- [Page extract]
Conference further instructs National Executive to campaign for an increase in capital funding that will address the nation’s decrepit school estate, to ensure that school buildings and grounds are safe, fit for purpose and appropriate for the needs of the 21st century.”

Useful links

MP roundtable resources

Other useful links

Relevant articles and reports



The government announces £1billion investment to support schools over the next two years

A message from NAHT general secretary Paul Whiteman to members

The government announces £1billion investment to support schools over the next two years

A week ago, the prime minister announced his intention to launch a ‘summer catch-up plan’ for pupils in England. 

Since then, many of you have been in contact with us to express your serious concerns about this idea. 

The message you gave us was clear: a short-term, ‘quick-fix’ over the summer is not the answer.

Over the last seven days, we have been engaging with the government and taking that message directly to them.

Today’s announcement appears encouraging and seems to suggest they have listened to much of what we have been telling them. 

As you will no doubt have seen, the government has allocated a package worth £1billion that will directly support schools over the next two years.

Importantly, previous headlines suggesting a ‘summer of catch-up classes’ appear to have been replaced with a more sensible, long-term plan.

- [What to produce] From the page extract on school funding, reproduce word for word the passage that opens with the words containing "Over the last" and closes with "sensible, long-term plan.".

- [Recorded information]
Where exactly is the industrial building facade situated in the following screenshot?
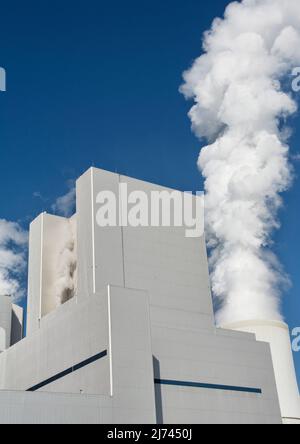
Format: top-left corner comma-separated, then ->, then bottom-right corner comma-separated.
0,168 -> 292,424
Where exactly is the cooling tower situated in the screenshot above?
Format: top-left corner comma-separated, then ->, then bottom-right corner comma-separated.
223,321 -> 300,425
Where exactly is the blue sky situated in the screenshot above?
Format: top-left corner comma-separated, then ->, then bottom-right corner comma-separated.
0,0 -> 300,381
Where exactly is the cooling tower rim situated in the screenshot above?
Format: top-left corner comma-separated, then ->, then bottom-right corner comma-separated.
220,319 -> 289,331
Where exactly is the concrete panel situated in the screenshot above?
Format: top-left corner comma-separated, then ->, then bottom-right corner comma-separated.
77,168 -> 124,297
41,214 -> 74,317
108,286 -> 156,424
0,391 -> 112,425
0,295 -> 109,394
10,304 -> 24,346
0,296 -> 12,351
27,214 -> 44,336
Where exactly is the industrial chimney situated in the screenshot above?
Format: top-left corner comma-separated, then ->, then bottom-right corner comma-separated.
222,321 -> 300,425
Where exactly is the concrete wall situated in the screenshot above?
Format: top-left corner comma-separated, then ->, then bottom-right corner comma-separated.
0,296 -> 12,351
0,169 -> 281,424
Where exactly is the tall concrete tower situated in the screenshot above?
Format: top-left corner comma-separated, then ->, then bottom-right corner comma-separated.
0,168 -> 282,424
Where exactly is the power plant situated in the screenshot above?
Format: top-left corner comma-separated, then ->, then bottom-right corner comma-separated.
0,168 -> 300,424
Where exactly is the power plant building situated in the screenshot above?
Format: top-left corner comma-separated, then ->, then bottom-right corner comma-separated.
0,168 -> 300,424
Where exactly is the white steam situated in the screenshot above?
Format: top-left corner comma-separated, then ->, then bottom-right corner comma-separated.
0,219 -> 28,302
181,0 -> 300,324
54,217 -> 77,305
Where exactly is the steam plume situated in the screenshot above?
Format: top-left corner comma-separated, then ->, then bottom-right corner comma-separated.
181,0 -> 300,324
0,219 -> 28,302
54,217 -> 77,305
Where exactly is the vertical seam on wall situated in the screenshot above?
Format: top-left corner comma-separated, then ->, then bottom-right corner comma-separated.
119,174 -> 126,288
38,213 -> 45,327
107,285 -> 114,397
91,168 -> 96,294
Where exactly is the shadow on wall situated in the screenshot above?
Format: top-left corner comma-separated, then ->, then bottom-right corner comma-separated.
153,356 -> 164,424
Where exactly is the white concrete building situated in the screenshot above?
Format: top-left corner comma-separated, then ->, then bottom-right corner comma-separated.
0,168 -> 300,424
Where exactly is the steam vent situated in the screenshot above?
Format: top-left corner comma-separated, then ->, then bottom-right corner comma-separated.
0,168 -> 300,424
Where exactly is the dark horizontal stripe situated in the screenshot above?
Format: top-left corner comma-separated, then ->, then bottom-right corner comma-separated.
155,379 -> 262,395
27,350 -> 107,392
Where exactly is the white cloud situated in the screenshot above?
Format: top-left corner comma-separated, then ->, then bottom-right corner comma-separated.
0,219 -> 28,302
181,0 -> 300,324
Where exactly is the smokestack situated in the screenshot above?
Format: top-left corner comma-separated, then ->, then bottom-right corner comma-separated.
223,320 -> 300,425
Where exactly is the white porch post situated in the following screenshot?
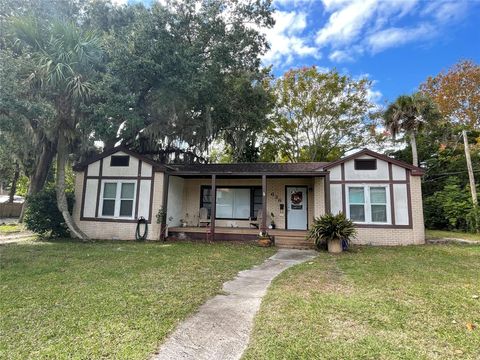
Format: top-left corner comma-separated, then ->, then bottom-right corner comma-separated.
260,175 -> 267,233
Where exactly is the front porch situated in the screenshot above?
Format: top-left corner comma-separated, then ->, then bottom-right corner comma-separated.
168,226 -> 314,249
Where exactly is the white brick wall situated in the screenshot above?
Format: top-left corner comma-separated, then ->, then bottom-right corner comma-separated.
73,172 -> 163,240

- [Expected answer]
Over the last seven days, we have been engaging with the government and taking that message directly to them.

Today’s announcement appears encouraging and seems to suggest they have listened to much of what we have been telling them. 

As you will no doubt have seen, the government has allocated a package worth £1billion that will directly support schools over the next two years.

Importantly, previous headlines suggesting a ‘summer of catch-up classes’ appear to have been replaced with a more sensible, long-term plan.